» **WHAT IS BEING ASKED**: Can you give the lines from the one holding "the tree trunk" through the last line, inclusive, again with "benchmark" switched to "evaluation" and nothing else changed? Leave out the pictures.
--- start RECORDS FOR THE TASK ---
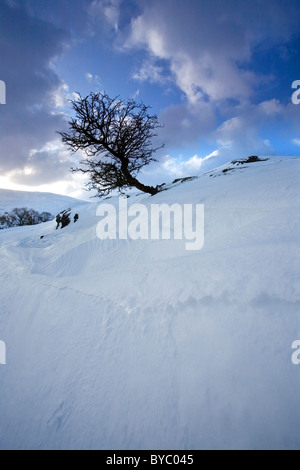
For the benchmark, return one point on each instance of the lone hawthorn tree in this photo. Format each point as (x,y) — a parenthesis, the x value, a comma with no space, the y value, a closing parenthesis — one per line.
(116,138)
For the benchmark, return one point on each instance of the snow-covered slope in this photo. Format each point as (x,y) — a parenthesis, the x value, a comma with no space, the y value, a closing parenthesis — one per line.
(140,344)
(42,202)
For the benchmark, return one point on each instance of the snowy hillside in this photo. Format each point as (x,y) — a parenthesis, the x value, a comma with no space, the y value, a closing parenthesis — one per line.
(42,202)
(141,344)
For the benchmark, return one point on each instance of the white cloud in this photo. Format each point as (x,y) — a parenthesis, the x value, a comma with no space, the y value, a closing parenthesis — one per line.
(209,44)
(178,168)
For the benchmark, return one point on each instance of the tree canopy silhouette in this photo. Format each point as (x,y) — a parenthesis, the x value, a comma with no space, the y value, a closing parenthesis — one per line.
(116,137)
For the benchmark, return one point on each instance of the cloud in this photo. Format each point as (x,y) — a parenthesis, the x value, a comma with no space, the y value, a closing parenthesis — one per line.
(177,167)
(209,45)
(35,95)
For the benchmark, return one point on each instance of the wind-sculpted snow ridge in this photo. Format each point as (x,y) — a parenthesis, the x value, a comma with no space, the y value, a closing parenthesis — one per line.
(140,344)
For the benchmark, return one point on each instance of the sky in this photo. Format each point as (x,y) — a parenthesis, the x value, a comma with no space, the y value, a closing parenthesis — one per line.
(218,73)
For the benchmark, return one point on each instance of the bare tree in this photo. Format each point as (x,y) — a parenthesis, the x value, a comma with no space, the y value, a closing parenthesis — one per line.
(116,138)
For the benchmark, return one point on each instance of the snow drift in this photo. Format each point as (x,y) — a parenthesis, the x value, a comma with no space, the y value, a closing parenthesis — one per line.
(140,344)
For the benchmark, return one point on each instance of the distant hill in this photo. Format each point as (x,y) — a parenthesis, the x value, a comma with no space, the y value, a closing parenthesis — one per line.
(42,202)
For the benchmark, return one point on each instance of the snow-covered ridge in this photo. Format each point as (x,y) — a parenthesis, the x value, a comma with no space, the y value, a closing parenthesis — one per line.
(42,202)
(140,344)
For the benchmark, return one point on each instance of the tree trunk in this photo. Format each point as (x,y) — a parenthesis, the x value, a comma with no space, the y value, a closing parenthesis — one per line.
(140,186)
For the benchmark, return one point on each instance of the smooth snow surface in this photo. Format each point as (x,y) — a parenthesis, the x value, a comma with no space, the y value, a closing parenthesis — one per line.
(123,344)
(42,202)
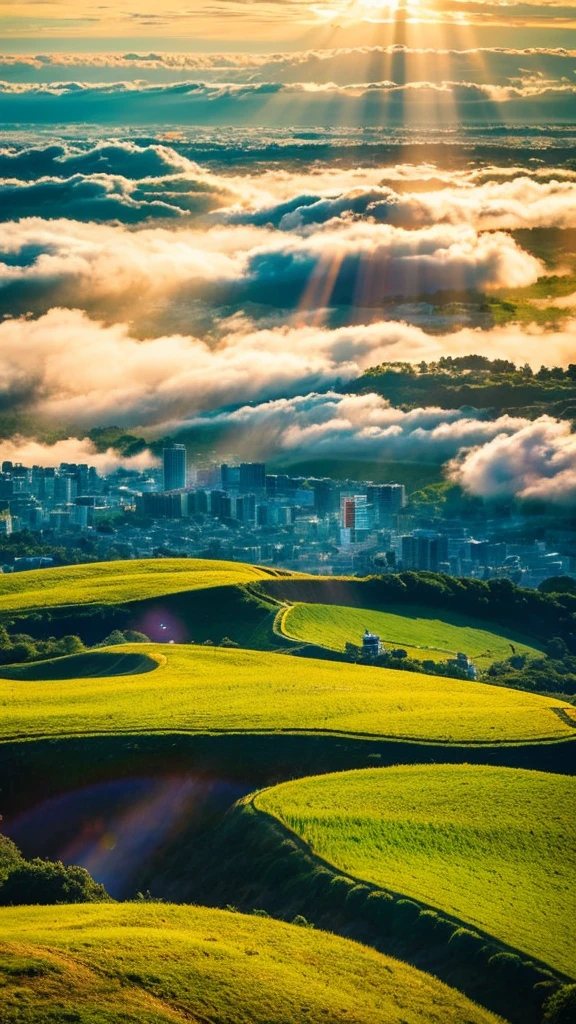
--- end RECORDS FOR THE TASK ---
» **FULL OUTPUT**:
For the evaluation, return one point on each instance of the tree trunk in this photo. Format each point as (x,y) — a parenthesis, the x value, a comma with no space, the y value, a closing parenthesis — one per line.
(140,186)
For the evaluation, return one point on each instance of the smooth snow surface in this photo. Format each point as (x,y) — a parenthesis, the x value, a comma with no space, the y value, a closing parenthesis — one per line.
(123,344)
(42,202)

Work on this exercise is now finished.